Copy each of the entries below word for word, keeping every line in its original order.

━━ AVAILABLE RECORDS ━━

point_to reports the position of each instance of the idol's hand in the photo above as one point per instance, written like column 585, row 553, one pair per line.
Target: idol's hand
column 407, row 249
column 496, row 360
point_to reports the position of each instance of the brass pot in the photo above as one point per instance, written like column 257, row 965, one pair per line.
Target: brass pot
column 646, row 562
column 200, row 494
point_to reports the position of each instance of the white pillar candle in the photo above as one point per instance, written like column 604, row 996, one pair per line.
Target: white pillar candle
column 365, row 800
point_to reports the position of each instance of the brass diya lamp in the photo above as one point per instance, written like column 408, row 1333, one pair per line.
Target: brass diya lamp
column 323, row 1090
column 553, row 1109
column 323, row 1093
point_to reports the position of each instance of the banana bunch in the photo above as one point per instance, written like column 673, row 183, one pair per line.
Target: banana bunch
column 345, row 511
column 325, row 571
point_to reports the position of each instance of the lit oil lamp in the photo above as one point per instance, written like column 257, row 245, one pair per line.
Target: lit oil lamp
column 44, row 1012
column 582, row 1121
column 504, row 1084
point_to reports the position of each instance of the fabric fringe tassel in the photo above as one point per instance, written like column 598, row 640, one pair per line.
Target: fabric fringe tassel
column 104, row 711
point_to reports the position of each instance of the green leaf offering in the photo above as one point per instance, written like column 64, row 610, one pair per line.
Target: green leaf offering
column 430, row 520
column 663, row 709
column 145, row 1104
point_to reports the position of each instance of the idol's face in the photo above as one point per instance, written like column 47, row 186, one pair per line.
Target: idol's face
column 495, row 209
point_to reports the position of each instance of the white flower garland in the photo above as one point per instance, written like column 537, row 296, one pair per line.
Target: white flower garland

━━━

*RESPONSE*.
point_to reports the position of each instance of the idol's hand in the photo above as one point per instance, written like column 585, row 553, one pair per line.
Target: idol's hand
column 407, row 249
column 496, row 360
point_to reports the position of each instance of the brass pot in the photo above as one point per instance, written like column 257, row 965, one pair per line.
Target: brass pot
column 646, row 562
column 200, row 494
point_to reports the position of each instance of the white pillar candle in the photo above as one point per instance, written like column 604, row 996, one pair per line.
Target: white pillar candle
column 365, row 800
point_to reports the position of each instance of the brass diya lamp in the photo above as one point per instance, written like column 408, row 1333, one pair per line.
Target: brass diya lamp
column 323, row 1090
column 553, row 1109
column 323, row 1093
point_to reports the position of each instance of the banana bunch in the photo above as one point per instance, written like column 673, row 183, one pair per line.
Target: banana bunch
column 345, row 511
column 325, row 571
point_to reports the position of each instance of the lit oil lamp in the photo above as one point per instance, written like column 257, row 245, one pair per line.
Target: lit oil lamp
column 44, row 1012
column 582, row 1121
column 504, row 1084
point_to reports the position of each instance of the fabric fringe tassel in the photo above as one point per instance, written like column 598, row 640, one pair per line.
Target: fabric fringe tassel
column 104, row 711
point_to reports the position of each instance of the green leaf offering in the photo above as one point per instance, written like column 64, row 610, one pair per line.
Target: green leaf offering
column 430, row 520
column 663, row 709
column 145, row 1104
point_to reports the position of each instance of the idol's face in the photo above as one point per instance, written like column 47, row 186, one pair per line.
Target: idol's face
column 495, row 209
point_to reports the position of each instance of the white flower garland in the photo above as one point per instance, written like column 537, row 296, one pair per line.
Target: white flower garland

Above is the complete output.